§ GOAL: Reproduce the listing below word for word, starting at its first line and stopping after the line that contains "deliver: one GeoJSON". Include that line.

────────

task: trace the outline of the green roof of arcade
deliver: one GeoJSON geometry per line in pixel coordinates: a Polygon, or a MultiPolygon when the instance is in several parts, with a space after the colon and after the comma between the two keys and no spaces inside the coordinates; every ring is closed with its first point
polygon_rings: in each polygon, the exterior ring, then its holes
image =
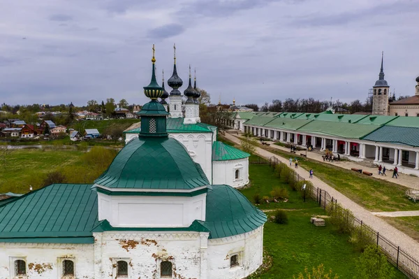
{"type": "Polygon", "coordinates": [[[249,156],[250,154],[221,141],[214,141],[212,144],[212,161],[237,160],[249,156]]]}
{"type": "Polygon", "coordinates": [[[193,189],[210,184],[198,164],[174,138],[135,138],[95,183],[109,188],[193,189]]]}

────────

§ EXERCISE SOLUTION:
task: trace the outline of the green roof of arcade
deliver: one GeoJSON geometry per line in pixel coordinates: a Polygon, or a MultiPolygon when the instance is in several parts, with a space after the colon and after the comma between the two keys and no spaces inside the coordinates; every ring is closed with its first point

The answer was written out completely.